Instruction :: Repeat all of the data precisely.

Dataset excerpt ::
-- Start --
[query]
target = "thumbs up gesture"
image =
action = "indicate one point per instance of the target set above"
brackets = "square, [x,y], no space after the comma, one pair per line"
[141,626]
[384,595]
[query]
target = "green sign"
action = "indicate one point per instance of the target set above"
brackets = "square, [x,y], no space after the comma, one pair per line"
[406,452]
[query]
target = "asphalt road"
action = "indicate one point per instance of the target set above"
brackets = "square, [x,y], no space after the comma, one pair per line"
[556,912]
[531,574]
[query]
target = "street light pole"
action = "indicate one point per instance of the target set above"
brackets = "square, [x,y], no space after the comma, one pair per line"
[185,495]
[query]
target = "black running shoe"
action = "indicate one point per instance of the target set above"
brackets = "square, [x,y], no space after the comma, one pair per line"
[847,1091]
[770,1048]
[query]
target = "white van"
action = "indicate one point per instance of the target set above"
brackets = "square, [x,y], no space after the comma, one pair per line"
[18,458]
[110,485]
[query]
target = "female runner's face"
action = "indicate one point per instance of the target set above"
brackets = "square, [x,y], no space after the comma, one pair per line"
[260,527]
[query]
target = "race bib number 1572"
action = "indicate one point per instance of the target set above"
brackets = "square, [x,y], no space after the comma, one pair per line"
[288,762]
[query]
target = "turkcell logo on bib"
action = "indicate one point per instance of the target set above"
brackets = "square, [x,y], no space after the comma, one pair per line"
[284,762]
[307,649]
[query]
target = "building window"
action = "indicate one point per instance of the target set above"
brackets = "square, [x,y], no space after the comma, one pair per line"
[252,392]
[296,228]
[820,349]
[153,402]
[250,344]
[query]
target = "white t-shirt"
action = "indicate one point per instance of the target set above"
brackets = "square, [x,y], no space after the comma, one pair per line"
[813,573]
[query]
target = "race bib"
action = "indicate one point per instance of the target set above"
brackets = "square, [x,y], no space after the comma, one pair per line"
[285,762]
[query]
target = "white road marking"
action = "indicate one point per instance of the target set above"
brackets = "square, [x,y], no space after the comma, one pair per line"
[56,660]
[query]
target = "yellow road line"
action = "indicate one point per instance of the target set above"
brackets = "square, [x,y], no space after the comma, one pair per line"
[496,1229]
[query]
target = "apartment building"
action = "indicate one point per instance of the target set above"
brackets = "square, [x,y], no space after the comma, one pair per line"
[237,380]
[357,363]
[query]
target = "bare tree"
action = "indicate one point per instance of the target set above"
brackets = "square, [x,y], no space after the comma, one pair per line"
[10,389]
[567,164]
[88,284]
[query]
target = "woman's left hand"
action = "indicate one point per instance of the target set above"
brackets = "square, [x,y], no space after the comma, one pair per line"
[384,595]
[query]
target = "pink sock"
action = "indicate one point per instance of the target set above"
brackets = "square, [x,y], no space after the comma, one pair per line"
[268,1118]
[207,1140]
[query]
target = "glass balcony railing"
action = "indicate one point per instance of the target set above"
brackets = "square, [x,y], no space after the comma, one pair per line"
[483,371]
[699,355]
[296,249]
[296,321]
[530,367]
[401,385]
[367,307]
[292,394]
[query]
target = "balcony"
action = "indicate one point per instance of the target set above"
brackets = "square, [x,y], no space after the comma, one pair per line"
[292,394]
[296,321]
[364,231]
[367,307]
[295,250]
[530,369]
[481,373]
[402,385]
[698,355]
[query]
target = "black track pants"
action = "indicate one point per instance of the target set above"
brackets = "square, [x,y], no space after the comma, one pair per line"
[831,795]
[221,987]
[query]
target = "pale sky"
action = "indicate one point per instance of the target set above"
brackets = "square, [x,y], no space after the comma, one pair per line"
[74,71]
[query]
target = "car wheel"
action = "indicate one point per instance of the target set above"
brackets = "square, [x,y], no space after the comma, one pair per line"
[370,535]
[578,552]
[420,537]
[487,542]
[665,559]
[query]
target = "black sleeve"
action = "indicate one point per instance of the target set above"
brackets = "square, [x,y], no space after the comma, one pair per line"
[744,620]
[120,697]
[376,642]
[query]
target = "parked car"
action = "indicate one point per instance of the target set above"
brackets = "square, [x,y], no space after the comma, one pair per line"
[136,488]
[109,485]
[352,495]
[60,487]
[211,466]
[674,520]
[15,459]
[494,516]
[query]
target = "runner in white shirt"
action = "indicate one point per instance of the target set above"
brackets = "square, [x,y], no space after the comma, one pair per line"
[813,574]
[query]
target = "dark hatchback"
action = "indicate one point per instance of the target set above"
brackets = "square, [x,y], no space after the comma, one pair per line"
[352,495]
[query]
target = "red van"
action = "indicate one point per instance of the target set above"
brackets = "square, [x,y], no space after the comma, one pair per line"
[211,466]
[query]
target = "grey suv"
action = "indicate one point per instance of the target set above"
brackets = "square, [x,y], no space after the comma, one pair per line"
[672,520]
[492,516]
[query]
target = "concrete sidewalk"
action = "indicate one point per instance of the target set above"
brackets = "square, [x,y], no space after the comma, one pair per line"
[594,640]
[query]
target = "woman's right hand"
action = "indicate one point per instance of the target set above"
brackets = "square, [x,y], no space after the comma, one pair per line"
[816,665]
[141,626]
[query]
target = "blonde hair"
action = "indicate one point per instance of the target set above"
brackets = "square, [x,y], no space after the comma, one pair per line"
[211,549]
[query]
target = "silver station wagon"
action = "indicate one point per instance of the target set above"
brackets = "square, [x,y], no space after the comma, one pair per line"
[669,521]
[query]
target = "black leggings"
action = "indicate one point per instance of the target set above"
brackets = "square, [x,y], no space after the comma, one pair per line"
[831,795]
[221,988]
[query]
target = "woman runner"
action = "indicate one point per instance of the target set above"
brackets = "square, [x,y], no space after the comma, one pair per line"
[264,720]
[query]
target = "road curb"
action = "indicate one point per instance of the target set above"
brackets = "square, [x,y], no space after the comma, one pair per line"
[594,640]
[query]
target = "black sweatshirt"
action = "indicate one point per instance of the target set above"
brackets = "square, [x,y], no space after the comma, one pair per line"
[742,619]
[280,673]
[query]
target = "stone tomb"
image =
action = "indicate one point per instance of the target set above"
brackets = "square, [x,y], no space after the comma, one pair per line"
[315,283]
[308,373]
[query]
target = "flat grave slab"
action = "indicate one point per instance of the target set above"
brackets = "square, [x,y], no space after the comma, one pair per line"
-- End --
Solution to this exercise ::
[query]
target = "thumbs up gesture"
image =
action = "indicate one point per instance of the target set above"
brackets = "square, [x,y], no space after the comma, one pair per line"
[141,626]
[384,595]
[query]
target = "green sign"
action = "indicate one point per instance of the target set above"
brackets = "square, [x,y], no space after the comma, one pair per line"
[406,452]
[query]
target = "asphalt road"
action = "indicate one point per instance of the target set above"
brackets = "square, [x,y], no space after the comma, one pair per line"
[556,912]
[531,574]
[query]
target = "street light pole"
action = "indicate one point per instance of the target set above"
brackets = "square, [x,y], no space after the comma, one pair per line"
[185,495]
[query]
target = "black running shoe"
action = "indicate one point per instance of the target set above"
brackets = "square, [x,y], no space after the comma, one pair per line"
[847,1091]
[770,1048]
[query]
target = "white van"
action = "indicate one point per instance of the target set above"
brackets = "square, [x,y], no space after the comma, one pair per line"
[18,458]
[110,485]
[query]
target = "female runner's face"
action = "indicate one point per instance of the target set above"
brackets = "square, [x,y], no space after the comma, one pair per line"
[260,527]
[query]
target = "race bib number 1572"
action = "indicate one point per instance of the target set above"
brackets = "square, [x,y], no space after the comma, one pair per line"
[288,762]
[query]
target = "turkcell logo on bib"
action = "indicate one point per instance of the target set above"
brackets = "square, [x,y], no space after the comma, one pair per line"
[284,762]
[307,649]
[query]
target = "building window"
action = "indicate one point per instance of the target set above"
brackets = "square, [x,y], no space after the comma, one pair per line"
[252,392]
[296,228]
[820,349]
[153,402]
[250,344]
[query]
target = "white t-shirt"
action = "indicate one point per instance of the target set above"
brackets = "square, [x,y], no space after the comma, one pair per line"
[813,573]
[query]
target = "race bib"
action = "indicate one point per instance of the target set above"
brackets = "square, [x,y], no space after the comma, one pair per line"
[285,762]
[query]
target = "white road marking"
action = "indicate one point per instance of the target set above"
brackets = "square, [x,y], no space after the comma, one pair per line"
[56,660]
[query]
target = "yellow road line"
action = "indicate one point per instance of the target set above"
brackets = "square, [x,y], no space after the comma, one pair per line"
[496,1229]
[query]
target = "apartment building"
action = "indicate one point per instance of the target set above"
brackets = "square, [x,y], no space after the comma, one pair per line"
[237,380]
[357,363]
[query]
target = "bare tree"
action = "indicate one point per instance of the target set above"
brackets = "square, [x,y], no space after the comma, one pair per line"
[10,389]
[567,164]
[88,284]
[query]
target = "woman's left hand"
action = "indicate one point per instance of the target set above"
brackets = "square, [x,y], no space after the comma, one pair per line"
[384,595]
[query]
target = "pink sock"
action = "indicate one point per instance of the target set above"
brackets = "square, [x,y], no space after the comma, one pair per line"
[268,1118]
[207,1140]
[query]
target = "glass balcony railing"
action = "indicate one point per instance of the target set above"
brackets = "square, [x,y], no space after the comma, one pair per line"
[483,371]
[699,355]
[296,249]
[296,321]
[530,367]
[401,385]
[367,307]
[292,394]
[query]
target = "balcony"
action = "indicate one point per instance of the target set above"
brackets = "square, [x,y], no space after the comma, one pair per line"
[292,394]
[296,321]
[364,231]
[367,307]
[295,250]
[530,369]
[481,373]
[402,385]
[698,355]
[query]
target = "black track pants"
action = "indicate one point per instance of the target set above"
brackets = "square, [x,y], no space after the comma, one pair per line"
[831,795]
[221,987]
[query]
target = "pale sky"
action = "indicate one point per instance of the target set above"
brackets = "square, [x,y], no space after the comma, one pair per line"
[74,71]
[query]
target = "car wheel"
action = "indicate one point per instance of the target set above"
brackets = "square, [x,y], no space after the comma, one pair per line"
[370,535]
[578,552]
[420,537]
[487,542]
[665,559]
[query]
target = "black sleeve"
action = "indicate one point per instance of the target set above"
brackets = "square, [x,y], no space after the comma, one pair per line"
[744,620]
[120,697]
[376,642]
[query]
target = "parked car"
action = "indicate one point per instance of the target set above"
brackets = "square, [x,y], no space after the comma, one pair per line"
[136,488]
[109,485]
[352,495]
[60,487]
[211,466]
[674,520]
[15,459]
[494,516]
[query]
target = "runner in white shirt"
action = "indicate one point per instance of the target set above"
brackets = "square, [x,y], no space after the comma, one pair per line"
[813,574]
[query]
target = "dark hatchback"
action = "indicate one point per instance of the target set above"
brackets = "square, [x,y], no space after the comma, one pair per line"
[352,495]
[query]
target = "red van"
action = "indicate one point per instance of the target set above"
brackets = "square, [x,y], no space after the comma, one pair per line"
[211,466]
[query]
target = "grey suv"
action = "indicate one point per instance of the target set above"
brackets = "square, [x,y], no space after the comma, one pair per line"
[672,520]
[492,516]
[query]
target = "concrete sidewalk"
action = "indicate one point per instance of the target set above"
brackets = "square, [x,y], no space after the comma, one pair per line"
[594,640]
[query]
target = "woman's right hand"
action = "indicate one point per instance of the target set above"
brackets = "square, [x,y], no space after the comma, one pair per line"
[816,665]
[141,626]
[query]
target = "blonde hair"
action = "indicate one point per instance of the target set above"
brackets = "square, [x,y], no space after the comma, one pair per line"
[211,549]
[query]
target = "silver station wagon"
action = "indicate one point per instance of the target set above"
brackets = "square, [x,y], no space after the comma, one pair per line"
[669,521]
[query]
target = "black leggings"
action = "indicate one point per instance of the target set above"
brackets = "square, [x,y], no space after the comma, one pair per line"
[831,795]
[221,988]
[query]
target = "woman runner"
action = "indicate one point per instance of the target set above"
brackets = "square, [x,y], no space after the comma, one pair per line"
[264,720]
[query]
target = "road curb"
action = "indicate one point per instance of the target set above"
brackets = "square, [x,y], no space after the comma, one pair per line"
[594,640]
[query]
target = "black sweatshirt"
action = "indicate one point per instance of the target set above"
brackets = "square, [x,y], no space after the comma, one pair per line"
[742,619]
[280,673]
[query]
target = "stone tomb"
image =
action = "indicate one point per instance of the target set above"
brackets = "square, [x,y], no space after the comma, one pair per line"
[315,283]
[308,373]
[query]
target = "flat grave slab"
action = "indicate one point per instance of the target set above"
brackets = "square, [x,y], no space after the comma, one pair per line"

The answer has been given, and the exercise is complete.